Cheryl Caldwell - William Raveis - The Dolores Person Group



Posted by Cheryl Caldwell on 4/30/2021


Photo by Zen Chung from Pexels

Despite the more recent interest in sustainable lifestyles, the practice and concept of urban agriculture has been around for centuries. Two of the most common forms of urban agriculture are allotments and community gardens. The term allotment is a term originating in Britain that refers to a piece of land cultivated by many people. Many use the terms interchangeably but there are some key differences. Both are important examples of urban agriculture and worth considering as part of a sustainable modern lifestyle.

What Are the Differences?

Though there are some fundamental differences in the setup of allotments and community gardens, both work toward the common goal of small-scale local agriculture on otherwise unused land. While community gardens in North America are managed and maintained by an entire collective, allotments have specific “tenants” who lease their own small portion of the land.

In an allotment, each tenant has their own small piece of something big. According to TripSavvy, the land is usually owned by local council churches, allotment associations or private landlords and leased out to local individuals or families. They cultivate their own particular plot of the land but help maintain shared spaces.

American community gardens are on public land or land owned by non-profit entities. The labor is largely volunteer-based with varying levels of organization depending on the specific garden.

What Are the Benefits?

Urban agriculture has multiple benefits regardless of location. Some of the biggest advantages include:

  • Allotments and community gardens help foster a sense of teamwork and pride among residents and neighbors working on a common goal.

  • Urban agriculture can increase the air quality by releasing oxygen and filtering toxins from nearby pollution. While it might not be a large-scale impact, it can positively affect microclimates and improve quality of life.

  • Community gardens provide access to fresh fruits and vegetables to “food deserts” and low-income areas. Allotments produce food for tenant families and other members of the community at large.

  • Urban agriculture provides a sustainable alternative to foods with high transportation-energy costs. In many urban areas you might have to drive or take public transportation to reach your nearest grocery store. Even organic foods you buy have probably traveled a long way to make it there. If you get your fruits and vegetables in a community garden, it not only saves time but saves energy as well.

  • Both allotments and community gardens offer an opportunity to teach gardening skills and share knowledge with those who might otherwise never have access to it. Children and others who have lived in cities their entire lives can benefit from useful skills and nutritional knowledge. Residents with mobility issues or disabilities can become involved in the garden's care to stay active and social.

  • Urban agriculture puts “unusable” land to good use without loud construction or outside business involvement. This means more peaceful neighborhoods and a cleaner environment while eliminating waste.

While urban agriculture has been around for a long time, it’s more important now than ever. The rise in awareness and popularity of sustainable living and food habits has made them easier to find and gain support for. This makes it easier for you to get involved in one yourself—or start a new one for your own community.

_Dataset section:_
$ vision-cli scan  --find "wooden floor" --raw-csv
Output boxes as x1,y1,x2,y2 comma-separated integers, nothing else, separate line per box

_Exercise tasks:_
A – In the urban agriculture post, who usually owns the land used for allotments?
B – Reproduce the urban agriculture post verbatim, beginning at the words "What Are the Benefits?" and stopping after "a common goal.".

_Activity answers:_
A – Local council churches, allotment associations or private landlords.

B –
What Are the Benefits?

Urban agriculture has multiple benefits regardless of location. Some of the biggest advantages include:

  • Allotments and community gardens help foster a sense of teamwork and pride among residents and neighbors working on a common goal.